Consigne:
Pouvez-vous renvoyer mot pour mot le passage du texte sur les deux demi-sœurs, depuis « Mieux qu’un long » jusqu'à « est trop dur. » inclus ?

Extrait du texte:
==*==

Mieux qu’un long paragraphe de présentation, ces phrases évocatrices résument la nature des deux personnages principaux du roman d’Alix Ohlin, deux demi-sœurs aux vies et aux destins imbriqués comme des jumelles de sang qui se serrent l’une contre l’autre au fond d’un lit quand le monde extérieur est trop dur.
Si Lark la studieuse, la discrète est la narratrice de ces vies entrelacées, Robin, la cadette en permanente révolte, imprègne chacun des chapitres de sa présence électrique, même lorsqu’elle en est physiquement absente. Nées au Canada de pères différents mais d’une même mère distante et peu aimante, les deux sœurs vont grandir en binôme indissociable, unies bien que différentes. Très tôt Lark manifeste un sérieux et une appétence pour les savoirs, tandis que Robin se découvre un don pour la musique, qu’elle assouvit au piano attirant à elle les regards admiratifs. Fortes de leurs talents respectifs, les deux jeunes filles vont successivement prendre la route des États Unis, vivre à New York, se séparer et se rejoindre, s’oublier un peu sans jamais se perdre. Quand Robin le rouge-gorge voyage d’états en états, de pays en pays, de passions épousées en passions déçues, Lark l’alouette devient une monteuse cinématographie reconnue et mène une vie quasi monacale et discrètement heureuse, à peine entachée d’un désir inassouvi d’enfant qui va, dans une dernière circonvolution du récit, la rapprocher une nouvelle fois de sa demi-sœur.

==*==

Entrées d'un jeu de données
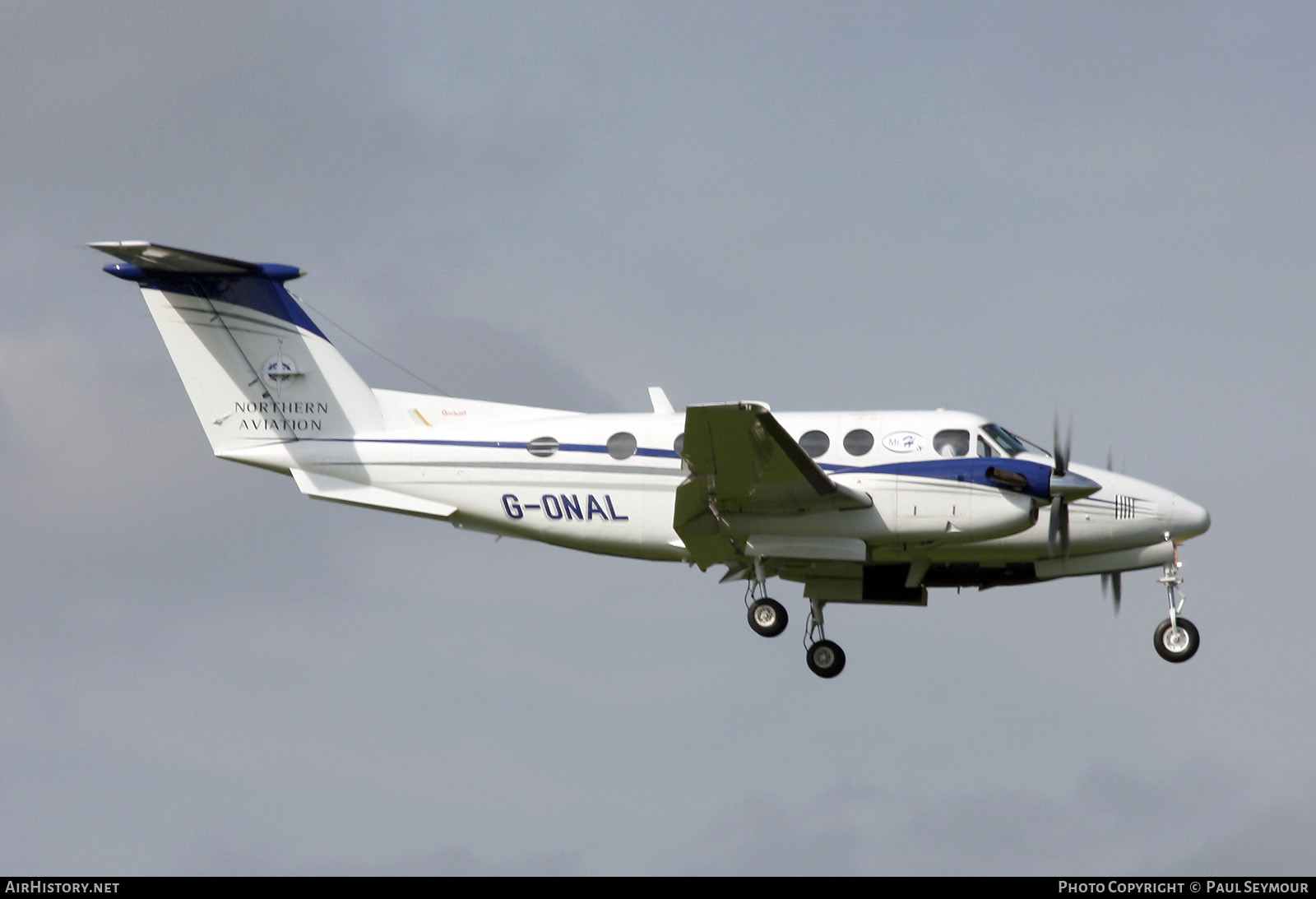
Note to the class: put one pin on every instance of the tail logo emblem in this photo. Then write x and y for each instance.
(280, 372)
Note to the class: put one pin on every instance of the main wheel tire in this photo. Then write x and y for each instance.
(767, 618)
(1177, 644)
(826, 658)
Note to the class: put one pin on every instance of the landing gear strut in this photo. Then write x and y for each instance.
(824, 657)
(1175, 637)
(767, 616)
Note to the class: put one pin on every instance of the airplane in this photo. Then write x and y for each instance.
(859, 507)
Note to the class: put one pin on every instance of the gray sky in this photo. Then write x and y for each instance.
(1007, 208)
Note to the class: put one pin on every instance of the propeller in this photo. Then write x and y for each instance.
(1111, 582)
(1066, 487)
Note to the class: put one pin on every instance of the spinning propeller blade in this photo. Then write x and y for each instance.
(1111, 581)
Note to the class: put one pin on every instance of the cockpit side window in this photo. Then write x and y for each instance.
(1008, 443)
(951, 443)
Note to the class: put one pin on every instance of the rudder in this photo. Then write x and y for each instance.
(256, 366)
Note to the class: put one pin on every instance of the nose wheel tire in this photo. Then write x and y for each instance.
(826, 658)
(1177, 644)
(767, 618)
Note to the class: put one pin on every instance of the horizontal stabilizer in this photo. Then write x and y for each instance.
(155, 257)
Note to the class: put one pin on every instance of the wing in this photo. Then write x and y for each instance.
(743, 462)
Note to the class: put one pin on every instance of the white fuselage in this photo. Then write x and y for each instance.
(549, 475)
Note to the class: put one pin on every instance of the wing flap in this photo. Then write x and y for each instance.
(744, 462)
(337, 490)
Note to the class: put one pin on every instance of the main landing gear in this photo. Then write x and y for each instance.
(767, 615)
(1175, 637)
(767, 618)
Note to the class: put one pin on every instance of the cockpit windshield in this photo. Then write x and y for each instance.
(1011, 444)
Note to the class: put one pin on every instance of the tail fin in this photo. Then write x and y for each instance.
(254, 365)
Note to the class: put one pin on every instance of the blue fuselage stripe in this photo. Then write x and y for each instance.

==*==

Corrigé:
Mieux qu’un long paragraphe de présentation, ces phrases évocatrices résument la nature des deux personnages principaux du roman d’Alix Ohlin, deux demi-sœurs aux vies et aux destins imbriqués comme des jumelles de sang qui se serrent l’une contre l’autre au fond d’un lit quand le monde extérieur est trop dur.